Some records
================================

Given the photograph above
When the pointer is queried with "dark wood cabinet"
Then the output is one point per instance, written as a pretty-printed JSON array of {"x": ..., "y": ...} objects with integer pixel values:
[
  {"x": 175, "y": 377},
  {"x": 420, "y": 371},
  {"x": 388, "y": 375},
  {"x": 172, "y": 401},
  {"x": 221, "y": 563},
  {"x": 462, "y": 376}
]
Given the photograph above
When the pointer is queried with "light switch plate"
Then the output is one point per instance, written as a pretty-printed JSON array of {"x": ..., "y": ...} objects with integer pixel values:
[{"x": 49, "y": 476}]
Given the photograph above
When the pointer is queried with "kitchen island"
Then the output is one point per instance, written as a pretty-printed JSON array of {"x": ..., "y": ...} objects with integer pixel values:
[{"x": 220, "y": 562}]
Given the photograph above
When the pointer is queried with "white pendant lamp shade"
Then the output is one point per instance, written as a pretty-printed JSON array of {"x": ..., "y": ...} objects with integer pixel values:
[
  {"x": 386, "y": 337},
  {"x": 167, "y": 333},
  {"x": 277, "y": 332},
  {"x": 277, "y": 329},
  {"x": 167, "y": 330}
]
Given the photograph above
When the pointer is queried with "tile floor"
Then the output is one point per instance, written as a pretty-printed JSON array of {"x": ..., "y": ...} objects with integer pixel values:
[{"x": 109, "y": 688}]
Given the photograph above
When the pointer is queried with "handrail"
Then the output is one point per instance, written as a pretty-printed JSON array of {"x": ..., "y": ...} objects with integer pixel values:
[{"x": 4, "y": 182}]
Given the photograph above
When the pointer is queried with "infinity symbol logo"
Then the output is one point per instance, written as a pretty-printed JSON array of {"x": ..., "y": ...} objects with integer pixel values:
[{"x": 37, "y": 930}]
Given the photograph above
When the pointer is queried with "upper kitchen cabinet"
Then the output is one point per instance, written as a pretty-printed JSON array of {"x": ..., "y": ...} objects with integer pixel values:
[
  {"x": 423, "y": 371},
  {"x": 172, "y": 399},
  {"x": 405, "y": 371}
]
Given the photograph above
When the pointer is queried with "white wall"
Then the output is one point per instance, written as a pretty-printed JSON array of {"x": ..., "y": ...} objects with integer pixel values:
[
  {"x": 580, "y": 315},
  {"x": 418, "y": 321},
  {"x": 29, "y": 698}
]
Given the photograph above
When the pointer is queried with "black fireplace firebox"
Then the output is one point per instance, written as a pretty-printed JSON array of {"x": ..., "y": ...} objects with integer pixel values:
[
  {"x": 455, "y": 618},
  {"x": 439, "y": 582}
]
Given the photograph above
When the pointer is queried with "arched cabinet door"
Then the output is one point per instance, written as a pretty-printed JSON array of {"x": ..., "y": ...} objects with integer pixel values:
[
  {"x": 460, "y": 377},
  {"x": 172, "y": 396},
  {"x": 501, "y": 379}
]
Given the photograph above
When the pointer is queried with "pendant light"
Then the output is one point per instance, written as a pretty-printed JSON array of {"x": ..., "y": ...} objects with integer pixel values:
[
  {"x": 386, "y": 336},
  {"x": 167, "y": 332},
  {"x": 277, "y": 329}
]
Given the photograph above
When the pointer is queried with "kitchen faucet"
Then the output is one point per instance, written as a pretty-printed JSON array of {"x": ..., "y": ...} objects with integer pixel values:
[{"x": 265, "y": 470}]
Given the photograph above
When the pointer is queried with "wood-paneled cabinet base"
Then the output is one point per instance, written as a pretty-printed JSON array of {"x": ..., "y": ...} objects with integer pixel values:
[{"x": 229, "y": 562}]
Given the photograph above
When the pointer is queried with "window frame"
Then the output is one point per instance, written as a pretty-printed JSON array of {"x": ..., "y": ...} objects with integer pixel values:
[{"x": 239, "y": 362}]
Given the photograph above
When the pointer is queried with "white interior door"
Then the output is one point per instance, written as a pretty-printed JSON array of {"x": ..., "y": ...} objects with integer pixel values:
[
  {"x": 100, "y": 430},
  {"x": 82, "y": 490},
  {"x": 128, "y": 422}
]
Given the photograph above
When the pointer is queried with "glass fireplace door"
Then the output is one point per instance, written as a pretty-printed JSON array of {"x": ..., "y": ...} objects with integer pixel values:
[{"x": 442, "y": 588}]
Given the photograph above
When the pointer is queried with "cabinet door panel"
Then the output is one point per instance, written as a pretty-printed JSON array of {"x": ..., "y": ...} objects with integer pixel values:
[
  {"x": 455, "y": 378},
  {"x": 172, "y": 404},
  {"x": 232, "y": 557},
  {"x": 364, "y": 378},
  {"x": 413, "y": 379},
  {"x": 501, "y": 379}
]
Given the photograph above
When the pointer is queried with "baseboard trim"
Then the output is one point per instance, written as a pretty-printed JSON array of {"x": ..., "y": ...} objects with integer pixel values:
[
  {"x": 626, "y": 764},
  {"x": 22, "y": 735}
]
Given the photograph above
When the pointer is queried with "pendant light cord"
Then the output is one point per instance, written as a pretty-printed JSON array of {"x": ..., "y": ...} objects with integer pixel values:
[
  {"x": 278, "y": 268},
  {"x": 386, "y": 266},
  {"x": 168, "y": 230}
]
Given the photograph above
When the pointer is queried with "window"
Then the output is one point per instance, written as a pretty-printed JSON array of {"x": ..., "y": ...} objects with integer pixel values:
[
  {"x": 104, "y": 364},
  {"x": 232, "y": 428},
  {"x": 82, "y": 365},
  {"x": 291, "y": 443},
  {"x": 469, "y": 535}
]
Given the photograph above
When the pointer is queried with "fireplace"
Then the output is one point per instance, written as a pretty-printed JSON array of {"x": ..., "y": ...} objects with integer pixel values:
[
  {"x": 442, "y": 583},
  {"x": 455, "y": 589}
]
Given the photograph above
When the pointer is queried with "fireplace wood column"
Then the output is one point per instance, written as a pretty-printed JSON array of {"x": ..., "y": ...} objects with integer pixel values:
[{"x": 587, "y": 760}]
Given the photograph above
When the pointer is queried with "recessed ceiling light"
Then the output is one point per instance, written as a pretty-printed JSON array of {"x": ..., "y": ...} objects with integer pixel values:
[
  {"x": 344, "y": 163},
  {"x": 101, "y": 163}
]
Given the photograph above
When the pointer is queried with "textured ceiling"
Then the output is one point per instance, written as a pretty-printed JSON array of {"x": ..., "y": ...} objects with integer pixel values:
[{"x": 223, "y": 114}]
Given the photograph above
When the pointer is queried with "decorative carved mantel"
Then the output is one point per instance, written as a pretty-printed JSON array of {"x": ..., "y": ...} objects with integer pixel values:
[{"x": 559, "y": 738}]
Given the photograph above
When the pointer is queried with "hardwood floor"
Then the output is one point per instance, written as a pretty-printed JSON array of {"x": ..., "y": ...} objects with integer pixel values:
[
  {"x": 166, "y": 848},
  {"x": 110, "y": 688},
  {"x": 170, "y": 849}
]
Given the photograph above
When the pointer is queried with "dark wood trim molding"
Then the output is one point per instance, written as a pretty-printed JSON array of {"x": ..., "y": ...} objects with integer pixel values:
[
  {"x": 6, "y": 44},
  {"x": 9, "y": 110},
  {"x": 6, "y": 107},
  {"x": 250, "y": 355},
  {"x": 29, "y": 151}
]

================================

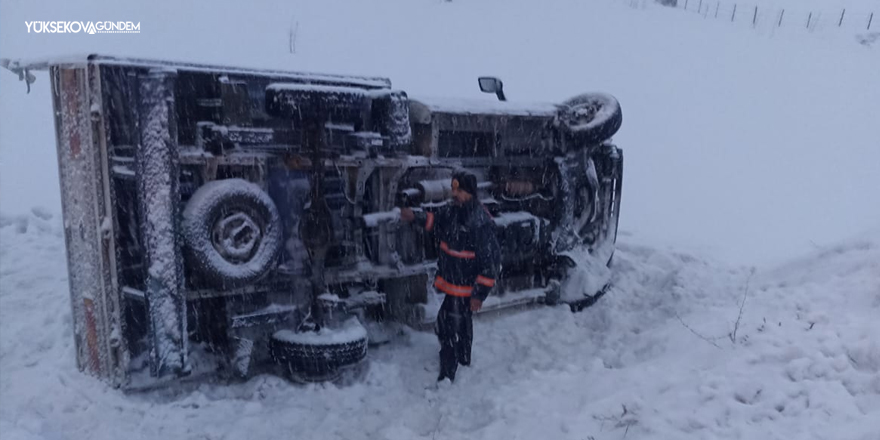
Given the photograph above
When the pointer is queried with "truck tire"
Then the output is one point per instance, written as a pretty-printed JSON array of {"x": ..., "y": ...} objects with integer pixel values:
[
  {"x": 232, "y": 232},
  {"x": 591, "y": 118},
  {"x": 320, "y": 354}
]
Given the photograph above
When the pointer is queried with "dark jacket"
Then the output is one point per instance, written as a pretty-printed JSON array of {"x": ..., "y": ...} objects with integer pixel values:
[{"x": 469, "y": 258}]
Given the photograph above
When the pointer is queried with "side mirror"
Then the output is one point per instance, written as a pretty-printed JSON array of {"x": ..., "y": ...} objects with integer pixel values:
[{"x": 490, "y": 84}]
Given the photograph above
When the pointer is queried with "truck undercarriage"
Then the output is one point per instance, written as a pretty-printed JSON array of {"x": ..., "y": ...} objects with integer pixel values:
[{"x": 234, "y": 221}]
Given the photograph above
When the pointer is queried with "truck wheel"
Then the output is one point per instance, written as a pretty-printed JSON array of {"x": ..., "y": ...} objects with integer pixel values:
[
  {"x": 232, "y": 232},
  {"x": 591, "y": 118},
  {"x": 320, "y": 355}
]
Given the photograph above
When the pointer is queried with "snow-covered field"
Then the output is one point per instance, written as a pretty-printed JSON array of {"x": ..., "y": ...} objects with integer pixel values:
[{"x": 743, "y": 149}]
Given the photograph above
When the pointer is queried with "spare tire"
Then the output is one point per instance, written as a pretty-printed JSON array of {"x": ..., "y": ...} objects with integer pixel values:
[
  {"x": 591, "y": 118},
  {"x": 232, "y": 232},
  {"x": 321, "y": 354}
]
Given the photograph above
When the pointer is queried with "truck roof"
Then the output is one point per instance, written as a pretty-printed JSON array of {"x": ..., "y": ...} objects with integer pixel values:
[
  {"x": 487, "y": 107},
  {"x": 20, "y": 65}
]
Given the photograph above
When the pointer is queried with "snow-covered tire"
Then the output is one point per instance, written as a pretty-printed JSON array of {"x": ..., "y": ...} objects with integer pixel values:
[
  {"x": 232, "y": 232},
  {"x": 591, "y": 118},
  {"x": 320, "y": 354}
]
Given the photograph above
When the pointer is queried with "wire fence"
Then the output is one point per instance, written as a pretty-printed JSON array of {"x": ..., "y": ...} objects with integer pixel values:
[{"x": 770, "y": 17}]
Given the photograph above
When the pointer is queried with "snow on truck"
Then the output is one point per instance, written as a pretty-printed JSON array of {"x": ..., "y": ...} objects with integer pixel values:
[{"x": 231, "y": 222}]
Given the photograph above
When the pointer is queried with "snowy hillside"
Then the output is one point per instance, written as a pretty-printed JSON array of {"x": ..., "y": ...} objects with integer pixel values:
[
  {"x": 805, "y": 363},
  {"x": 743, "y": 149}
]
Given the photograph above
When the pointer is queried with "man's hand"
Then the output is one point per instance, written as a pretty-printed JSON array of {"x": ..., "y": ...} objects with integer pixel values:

================================

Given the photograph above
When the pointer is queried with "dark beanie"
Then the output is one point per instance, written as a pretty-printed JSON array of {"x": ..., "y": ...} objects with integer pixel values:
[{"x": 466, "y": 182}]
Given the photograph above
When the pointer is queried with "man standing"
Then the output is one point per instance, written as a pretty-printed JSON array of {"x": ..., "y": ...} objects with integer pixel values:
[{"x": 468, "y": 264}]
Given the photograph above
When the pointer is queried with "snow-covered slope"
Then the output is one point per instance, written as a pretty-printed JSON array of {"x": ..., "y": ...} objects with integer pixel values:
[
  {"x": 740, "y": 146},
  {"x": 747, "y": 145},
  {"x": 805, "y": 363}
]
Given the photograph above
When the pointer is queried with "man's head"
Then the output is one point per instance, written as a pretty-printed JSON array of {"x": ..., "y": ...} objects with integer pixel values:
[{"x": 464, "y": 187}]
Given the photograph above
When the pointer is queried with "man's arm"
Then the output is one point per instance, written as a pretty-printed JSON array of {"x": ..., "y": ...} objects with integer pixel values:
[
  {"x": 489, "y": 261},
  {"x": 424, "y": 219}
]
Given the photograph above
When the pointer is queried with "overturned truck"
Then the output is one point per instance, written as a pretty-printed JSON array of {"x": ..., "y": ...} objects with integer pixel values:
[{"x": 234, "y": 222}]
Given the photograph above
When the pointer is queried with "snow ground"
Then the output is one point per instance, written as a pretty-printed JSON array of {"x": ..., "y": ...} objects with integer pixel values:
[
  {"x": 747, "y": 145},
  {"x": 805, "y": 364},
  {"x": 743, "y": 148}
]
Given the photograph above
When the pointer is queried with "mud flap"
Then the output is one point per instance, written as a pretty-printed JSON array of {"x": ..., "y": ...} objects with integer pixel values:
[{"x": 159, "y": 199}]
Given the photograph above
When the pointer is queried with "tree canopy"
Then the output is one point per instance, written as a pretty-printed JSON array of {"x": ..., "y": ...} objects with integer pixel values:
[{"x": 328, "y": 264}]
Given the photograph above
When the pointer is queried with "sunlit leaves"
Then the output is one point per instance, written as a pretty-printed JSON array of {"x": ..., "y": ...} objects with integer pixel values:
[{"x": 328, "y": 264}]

================================

Task => Pull out every line in the records above that contains the word "truck", matching case exactly.

Task output =>
When the pointer is queried with "truck tire"
When the pointer is queried with "truck undercarriage"
When the pointer is queried with "truck wheel"
When the pointer is queried with "truck roof"
When the pointer is queried with "snow on truck"
When the pointer is queried with "overturned truck"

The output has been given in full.